··· DATA EXCERPTS ···

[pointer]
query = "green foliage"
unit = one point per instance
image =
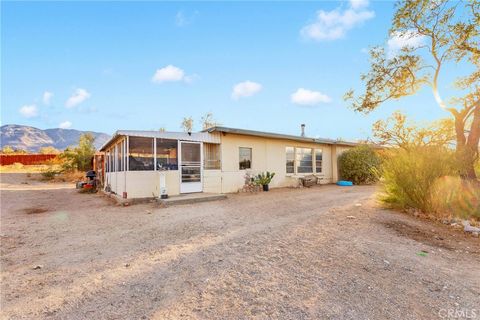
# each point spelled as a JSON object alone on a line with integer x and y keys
{"x": 10, "y": 150}
{"x": 264, "y": 178}
{"x": 7, "y": 150}
{"x": 80, "y": 157}
{"x": 48, "y": 150}
{"x": 409, "y": 175}
{"x": 397, "y": 130}
{"x": 450, "y": 34}
{"x": 50, "y": 173}
{"x": 187, "y": 124}
{"x": 360, "y": 165}
{"x": 452, "y": 196}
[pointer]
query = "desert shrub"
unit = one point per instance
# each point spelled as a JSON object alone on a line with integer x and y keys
{"x": 17, "y": 166}
{"x": 408, "y": 175}
{"x": 360, "y": 165}
{"x": 455, "y": 197}
{"x": 50, "y": 173}
{"x": 80, "y": 157}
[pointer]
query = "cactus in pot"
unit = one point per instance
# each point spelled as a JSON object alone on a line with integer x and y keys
{"x": 264, "y": 179}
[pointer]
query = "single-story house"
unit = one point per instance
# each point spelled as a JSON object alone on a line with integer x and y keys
{"x": 146, "y": 164}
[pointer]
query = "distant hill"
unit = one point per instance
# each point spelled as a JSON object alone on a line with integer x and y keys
{"x": 32, "y": 139}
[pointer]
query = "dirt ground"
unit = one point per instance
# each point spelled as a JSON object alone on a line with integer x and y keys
{"x": 321, "y": 253}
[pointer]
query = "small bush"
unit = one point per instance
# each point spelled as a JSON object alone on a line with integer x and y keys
{"x": 360, "y": 165}
{"x": 50, "y": 173}
{"x": 454, "y": 197}
{"x": 17, "y": 166}
{"x": 409, "y": 175}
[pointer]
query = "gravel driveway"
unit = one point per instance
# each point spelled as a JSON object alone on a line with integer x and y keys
{"x": 321, "y": 253}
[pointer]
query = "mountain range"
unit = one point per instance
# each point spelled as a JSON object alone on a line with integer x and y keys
{"x": 32, "y": 139}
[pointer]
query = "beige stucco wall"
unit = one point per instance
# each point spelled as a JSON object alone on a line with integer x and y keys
{"x": 267, "y": 154}
{"x": 212, "y": 181}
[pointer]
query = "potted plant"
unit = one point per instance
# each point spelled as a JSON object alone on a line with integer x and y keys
{"x": 264, "y": 179}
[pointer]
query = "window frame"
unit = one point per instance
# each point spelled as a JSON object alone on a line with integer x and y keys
{"x": 240, "y": 160}
{"x": 151, "y": 166}
{"x": 313, "y": 151}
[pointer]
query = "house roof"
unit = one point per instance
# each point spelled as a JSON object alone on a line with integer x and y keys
{"x": 194, "y": 136}
{"x": 207, "y": 136}
{"x": 278, "y": 136}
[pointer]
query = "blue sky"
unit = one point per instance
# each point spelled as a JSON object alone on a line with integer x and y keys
{"x": 105, "y": 66}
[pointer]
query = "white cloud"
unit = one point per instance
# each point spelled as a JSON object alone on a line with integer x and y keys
{"x": 307, "y": 97}
{"x": 47, "y": 97}
{"x": 245, "y": 89}
{"x": 65, "y": 125}
{"x": 359, "y": 4}
{"x": 29, "y": 111}
{"x": 400, "y": 40}
{"x": 78, "y": 97}
{"x": 171, "y": 73}
{"x": 332, "y": 25}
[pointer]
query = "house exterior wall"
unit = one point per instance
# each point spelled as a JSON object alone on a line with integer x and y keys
{"x": 143, "y": 184}
{"x": 269, "y": 155}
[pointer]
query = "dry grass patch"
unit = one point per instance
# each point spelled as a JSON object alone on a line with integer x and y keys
{"x": 35, "y": 210}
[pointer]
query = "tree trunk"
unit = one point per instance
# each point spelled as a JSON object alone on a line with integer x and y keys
{"x": 467, "y": 148}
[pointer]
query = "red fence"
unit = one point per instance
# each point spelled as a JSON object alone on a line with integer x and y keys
{"x": 26, "y": 159}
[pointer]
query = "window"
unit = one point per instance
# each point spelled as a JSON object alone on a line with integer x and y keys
{"x": 167, "y": 154}
{"x": 211, "y": 156}
{"x": 107, "y": 159}
{"x": 120, "y": 157}
{"x": 140, "y": 157}
{"x": 290, "y": 155}
{"x": 318, "y": 160}
{"x": 304, "y": 162}
{"x": 245, "y": 158}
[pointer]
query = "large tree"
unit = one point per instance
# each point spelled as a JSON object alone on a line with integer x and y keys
{"x": 434, "y": 33}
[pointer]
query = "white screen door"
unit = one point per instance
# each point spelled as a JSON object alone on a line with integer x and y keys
{"x": 190, "y": 167}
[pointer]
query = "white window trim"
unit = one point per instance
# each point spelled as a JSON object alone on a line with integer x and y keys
{"x": 295, "y": 166}
{"x": 251, "y": 158}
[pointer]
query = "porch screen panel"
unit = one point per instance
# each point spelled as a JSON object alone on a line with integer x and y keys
{"x": 140, "y": 156}
{"x": 167, "y": 154}
{"x": 290, "y": 159}
{"x": 191, "y": 163}
{"x": 318, "y": 160}
{"x": 211, "y": 155}
{"x": 107, "y": 158}
{"x": 304, "y": 160}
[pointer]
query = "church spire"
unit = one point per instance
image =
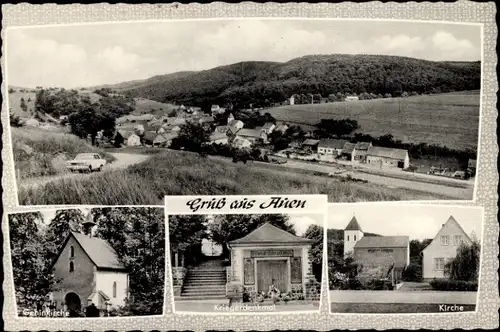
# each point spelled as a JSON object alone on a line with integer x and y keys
{"x": 88, "y": 225}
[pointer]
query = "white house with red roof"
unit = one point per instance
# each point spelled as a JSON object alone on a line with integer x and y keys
{"x": 88, "y": 270}
{"x": 271, "y": 254}
{"x": 443, "y": 248}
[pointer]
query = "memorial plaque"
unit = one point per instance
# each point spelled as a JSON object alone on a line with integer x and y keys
{"x": 249, "y": 271}
{"x": 272, "y": 253}
{"x": 296, "y": 270}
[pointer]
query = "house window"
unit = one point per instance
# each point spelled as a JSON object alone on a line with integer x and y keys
{"x": 439, "y": 264}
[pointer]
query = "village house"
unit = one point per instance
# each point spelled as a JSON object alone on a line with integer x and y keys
{"x": 268, "y": 127}
{"x": 360, "y": 151}
{"x": 310, "y": 145}
{"x": 331, "y": 147}
{"x": 241, "y": 143}
{"x": 218, "y": 138}
{"x": 282, "y": 128}
{"x": 133, "y": 140}
{"x": 271, "y": 254}
{"x": 347, "y": 150}
{"x": 89, "y": 271}
{"x": 148, "y": 138}
{"x": 395, "y": 158}
{"x": 253, "y": 135}
{"x": 237, "y": 124}
{"x": 379, "y": 256}
{"x": 442, "y": 249}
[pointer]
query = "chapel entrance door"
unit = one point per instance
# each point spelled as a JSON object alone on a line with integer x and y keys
{"x": 267, "y": 270}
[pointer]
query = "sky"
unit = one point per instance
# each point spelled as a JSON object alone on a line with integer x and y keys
{"x": 94, "y": 54}
{"x": 417, "y": 221}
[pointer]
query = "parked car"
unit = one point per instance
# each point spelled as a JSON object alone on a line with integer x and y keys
{"x": 86, "y": 162}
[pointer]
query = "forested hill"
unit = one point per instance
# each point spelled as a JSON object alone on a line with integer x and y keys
{"x": 268, "y": 82}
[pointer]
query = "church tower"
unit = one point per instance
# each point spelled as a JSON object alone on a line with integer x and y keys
{"x": 352, "y": 234}
{"x": 88, "y": 225}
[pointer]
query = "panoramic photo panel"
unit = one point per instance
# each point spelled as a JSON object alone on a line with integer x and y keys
{"x": 240, "y": 262}
{"x": 402, "y": 258}
{"x": 88, "y": 262}
{"x": 356, "y": 110}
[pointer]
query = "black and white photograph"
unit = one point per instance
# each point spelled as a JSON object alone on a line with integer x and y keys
{"x": 128, "y": 112}
{"x": 246, "y": 263}
{"x": 88, "y": 262}
{"x": 400, "y": 258}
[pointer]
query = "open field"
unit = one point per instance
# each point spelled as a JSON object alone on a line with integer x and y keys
{"x": 147, "y": 106}
{"x": 359, "y": 301}
{"x": 388, "y": 308}
{"x": 38, "y": 152}
{"x": 450, "y": 119}
{"x": 181, "y": 173}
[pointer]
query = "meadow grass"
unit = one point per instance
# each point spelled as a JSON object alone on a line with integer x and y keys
{"x": 450, "y": 120}
{"x": 46, "y": 149}
{"x": 180, "y": 173}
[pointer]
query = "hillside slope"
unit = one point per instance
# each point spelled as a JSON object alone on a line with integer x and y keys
{"x": 254, "y": 82}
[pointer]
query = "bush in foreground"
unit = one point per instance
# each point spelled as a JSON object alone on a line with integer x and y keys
{"x": 181, "y": 173}
{"x": 35, "y": 150}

···

▶ **EXERCISE INSTRUCTIONS**
From the records above, pull out every line that contains the word "house", and treat uppercase and lowercase as different.

▶ **RESULT OF THE EXERCISE**
query = "single-story house"
query = "house roof"
query = "house exterior wall"
query = "white house with red roof"
query = "house window"
query = "village house"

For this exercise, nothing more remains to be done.